Ambil dari data di bawah bagian yang dimulai dengan baris berisi "The goal for" dan diakhiri dengan baris berisi "negative clicks: (582, 147) (581, 170)", kedua baris itu ikut. Tulis ulang baris-baris tersebut persis sama.

• • • • •

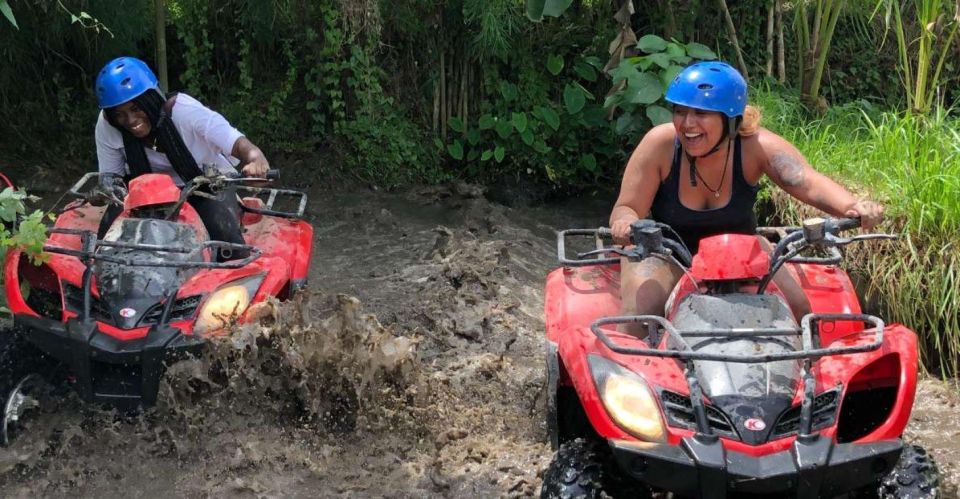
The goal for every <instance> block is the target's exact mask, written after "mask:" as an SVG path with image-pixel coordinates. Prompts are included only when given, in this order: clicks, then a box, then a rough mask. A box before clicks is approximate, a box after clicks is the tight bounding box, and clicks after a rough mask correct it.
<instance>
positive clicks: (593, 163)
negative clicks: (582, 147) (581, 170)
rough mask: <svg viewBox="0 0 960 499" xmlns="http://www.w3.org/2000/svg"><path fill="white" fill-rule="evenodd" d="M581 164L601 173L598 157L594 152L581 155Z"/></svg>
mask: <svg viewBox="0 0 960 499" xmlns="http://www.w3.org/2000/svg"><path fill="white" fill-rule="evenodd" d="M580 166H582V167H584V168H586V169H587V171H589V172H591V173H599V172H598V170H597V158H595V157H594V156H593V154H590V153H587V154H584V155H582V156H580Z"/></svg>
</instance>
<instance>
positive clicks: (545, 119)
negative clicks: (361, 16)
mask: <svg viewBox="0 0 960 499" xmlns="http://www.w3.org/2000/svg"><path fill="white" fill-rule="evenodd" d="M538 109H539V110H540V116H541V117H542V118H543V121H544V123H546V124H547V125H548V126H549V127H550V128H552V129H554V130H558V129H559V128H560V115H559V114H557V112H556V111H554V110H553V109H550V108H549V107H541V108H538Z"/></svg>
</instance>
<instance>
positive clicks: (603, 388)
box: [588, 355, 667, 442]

• • • • •

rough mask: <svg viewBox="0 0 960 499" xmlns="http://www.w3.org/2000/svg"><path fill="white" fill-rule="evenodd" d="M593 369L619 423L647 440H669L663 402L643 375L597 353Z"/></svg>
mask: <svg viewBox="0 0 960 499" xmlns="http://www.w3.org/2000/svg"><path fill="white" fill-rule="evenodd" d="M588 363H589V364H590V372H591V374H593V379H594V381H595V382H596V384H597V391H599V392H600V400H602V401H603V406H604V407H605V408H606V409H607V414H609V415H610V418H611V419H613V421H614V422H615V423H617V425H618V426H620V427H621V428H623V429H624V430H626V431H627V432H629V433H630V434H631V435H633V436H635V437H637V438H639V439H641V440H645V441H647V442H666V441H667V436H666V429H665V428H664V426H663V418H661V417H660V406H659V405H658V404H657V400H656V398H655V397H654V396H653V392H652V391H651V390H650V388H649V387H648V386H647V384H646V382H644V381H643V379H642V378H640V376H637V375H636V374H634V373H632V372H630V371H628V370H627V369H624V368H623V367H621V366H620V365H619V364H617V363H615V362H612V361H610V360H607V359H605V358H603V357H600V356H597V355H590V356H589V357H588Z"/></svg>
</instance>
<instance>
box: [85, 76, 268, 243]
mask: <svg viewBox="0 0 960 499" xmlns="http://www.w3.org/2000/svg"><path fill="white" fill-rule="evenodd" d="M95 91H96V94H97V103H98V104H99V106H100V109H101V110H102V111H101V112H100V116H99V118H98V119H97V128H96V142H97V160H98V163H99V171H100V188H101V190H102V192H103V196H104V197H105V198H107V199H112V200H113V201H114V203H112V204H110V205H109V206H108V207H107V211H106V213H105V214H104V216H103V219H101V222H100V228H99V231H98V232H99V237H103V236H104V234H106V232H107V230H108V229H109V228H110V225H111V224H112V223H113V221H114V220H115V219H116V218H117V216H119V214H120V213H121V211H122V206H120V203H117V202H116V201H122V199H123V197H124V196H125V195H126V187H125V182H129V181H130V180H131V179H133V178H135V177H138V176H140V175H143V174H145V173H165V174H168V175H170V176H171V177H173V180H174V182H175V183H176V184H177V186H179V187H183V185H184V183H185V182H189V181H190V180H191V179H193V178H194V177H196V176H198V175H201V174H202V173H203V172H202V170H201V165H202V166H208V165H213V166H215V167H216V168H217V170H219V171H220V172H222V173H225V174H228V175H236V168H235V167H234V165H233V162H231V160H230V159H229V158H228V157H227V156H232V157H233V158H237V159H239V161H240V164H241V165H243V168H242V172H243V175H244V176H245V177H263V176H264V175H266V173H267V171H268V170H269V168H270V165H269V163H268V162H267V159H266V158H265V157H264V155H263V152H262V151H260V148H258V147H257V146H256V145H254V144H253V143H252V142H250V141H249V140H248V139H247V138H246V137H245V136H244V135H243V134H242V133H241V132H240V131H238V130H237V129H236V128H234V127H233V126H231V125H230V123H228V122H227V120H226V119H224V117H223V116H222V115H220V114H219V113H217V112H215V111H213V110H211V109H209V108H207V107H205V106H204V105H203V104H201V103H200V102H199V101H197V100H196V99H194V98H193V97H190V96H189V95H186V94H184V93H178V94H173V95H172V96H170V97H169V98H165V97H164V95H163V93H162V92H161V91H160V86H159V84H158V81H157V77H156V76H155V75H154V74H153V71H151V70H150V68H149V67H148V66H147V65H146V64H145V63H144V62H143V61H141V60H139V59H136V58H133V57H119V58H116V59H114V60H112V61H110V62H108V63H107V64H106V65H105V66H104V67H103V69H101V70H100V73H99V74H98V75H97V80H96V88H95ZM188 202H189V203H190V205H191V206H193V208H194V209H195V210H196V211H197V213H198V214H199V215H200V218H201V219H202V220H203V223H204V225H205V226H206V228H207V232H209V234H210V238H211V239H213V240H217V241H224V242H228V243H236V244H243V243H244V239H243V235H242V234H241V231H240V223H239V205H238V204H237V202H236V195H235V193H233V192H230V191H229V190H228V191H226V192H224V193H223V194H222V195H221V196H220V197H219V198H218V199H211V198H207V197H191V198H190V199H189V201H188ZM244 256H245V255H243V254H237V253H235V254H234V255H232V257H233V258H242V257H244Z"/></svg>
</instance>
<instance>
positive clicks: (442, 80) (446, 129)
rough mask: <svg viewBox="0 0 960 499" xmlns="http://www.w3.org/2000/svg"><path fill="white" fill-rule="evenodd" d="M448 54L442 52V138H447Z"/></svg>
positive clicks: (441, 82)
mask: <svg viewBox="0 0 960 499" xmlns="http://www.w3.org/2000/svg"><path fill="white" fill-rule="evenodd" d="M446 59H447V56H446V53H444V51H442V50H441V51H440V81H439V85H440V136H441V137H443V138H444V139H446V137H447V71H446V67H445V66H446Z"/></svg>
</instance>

• • • • •

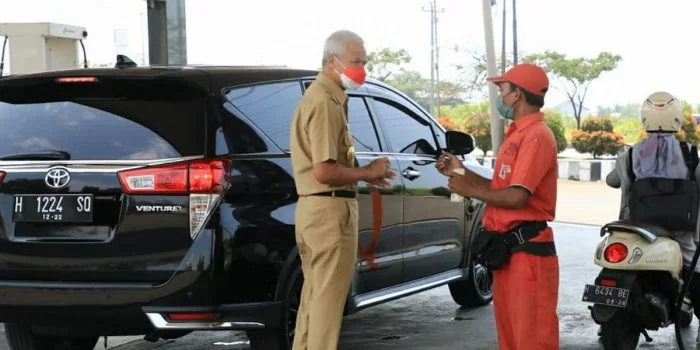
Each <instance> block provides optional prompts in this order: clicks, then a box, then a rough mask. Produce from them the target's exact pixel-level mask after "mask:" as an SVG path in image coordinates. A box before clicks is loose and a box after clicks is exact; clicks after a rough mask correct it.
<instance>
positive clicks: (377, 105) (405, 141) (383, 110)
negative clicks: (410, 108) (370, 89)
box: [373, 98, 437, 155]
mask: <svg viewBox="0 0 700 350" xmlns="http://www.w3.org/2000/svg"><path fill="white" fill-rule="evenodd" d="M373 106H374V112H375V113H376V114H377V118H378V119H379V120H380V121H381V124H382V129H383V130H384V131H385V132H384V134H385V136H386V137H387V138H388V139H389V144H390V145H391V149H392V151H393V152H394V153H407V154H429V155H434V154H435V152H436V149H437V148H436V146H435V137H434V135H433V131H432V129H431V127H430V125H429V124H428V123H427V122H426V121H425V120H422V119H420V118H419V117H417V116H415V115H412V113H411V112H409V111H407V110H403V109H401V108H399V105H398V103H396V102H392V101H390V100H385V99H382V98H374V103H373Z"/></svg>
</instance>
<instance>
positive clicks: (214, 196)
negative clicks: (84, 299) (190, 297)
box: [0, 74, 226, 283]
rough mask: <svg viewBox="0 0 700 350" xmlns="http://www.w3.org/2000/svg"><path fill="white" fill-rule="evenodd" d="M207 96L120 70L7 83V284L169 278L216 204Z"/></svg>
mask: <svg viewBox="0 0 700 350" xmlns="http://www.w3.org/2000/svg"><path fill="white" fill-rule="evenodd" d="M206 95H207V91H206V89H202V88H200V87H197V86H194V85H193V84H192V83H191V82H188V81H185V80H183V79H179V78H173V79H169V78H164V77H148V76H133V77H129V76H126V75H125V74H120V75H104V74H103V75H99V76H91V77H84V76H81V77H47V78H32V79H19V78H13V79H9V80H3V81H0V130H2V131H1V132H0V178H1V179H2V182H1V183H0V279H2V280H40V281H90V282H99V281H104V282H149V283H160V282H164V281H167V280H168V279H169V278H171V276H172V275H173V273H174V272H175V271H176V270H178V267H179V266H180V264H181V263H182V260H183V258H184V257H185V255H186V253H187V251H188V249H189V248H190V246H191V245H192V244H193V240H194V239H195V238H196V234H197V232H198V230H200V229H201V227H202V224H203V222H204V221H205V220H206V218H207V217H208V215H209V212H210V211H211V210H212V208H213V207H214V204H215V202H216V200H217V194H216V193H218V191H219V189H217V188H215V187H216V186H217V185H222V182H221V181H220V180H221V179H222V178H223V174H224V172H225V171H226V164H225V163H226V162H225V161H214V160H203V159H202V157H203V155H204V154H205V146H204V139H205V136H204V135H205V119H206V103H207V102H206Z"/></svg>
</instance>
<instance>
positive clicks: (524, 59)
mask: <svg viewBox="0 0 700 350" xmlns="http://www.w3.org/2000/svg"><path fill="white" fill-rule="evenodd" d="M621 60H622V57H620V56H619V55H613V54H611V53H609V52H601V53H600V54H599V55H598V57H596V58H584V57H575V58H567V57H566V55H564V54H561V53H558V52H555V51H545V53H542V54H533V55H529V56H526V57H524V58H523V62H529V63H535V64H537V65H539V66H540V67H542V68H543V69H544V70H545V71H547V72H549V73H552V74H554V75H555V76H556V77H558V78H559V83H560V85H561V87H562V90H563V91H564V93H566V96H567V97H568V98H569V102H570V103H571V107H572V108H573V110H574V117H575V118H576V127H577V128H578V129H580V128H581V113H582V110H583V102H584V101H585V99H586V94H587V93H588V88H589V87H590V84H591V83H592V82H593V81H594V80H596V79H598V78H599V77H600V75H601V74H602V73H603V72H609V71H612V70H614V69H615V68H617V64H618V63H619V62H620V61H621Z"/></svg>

• • • • •

• [JAWABAN]:
The goal for every <instance> block is the target's exact mask, written after "mask:" as an SVG path with image-pixel coordinates. Prompts are included only when given, in this order: clicks, then a box, then a rough mask. A box before clicks is approximate, a box after clicks is the tight bounding box, and clicks after a rough mask correct it.
<instance>
positive clicks: (593, 163)
negative clicks: (582, 147) (581, 170)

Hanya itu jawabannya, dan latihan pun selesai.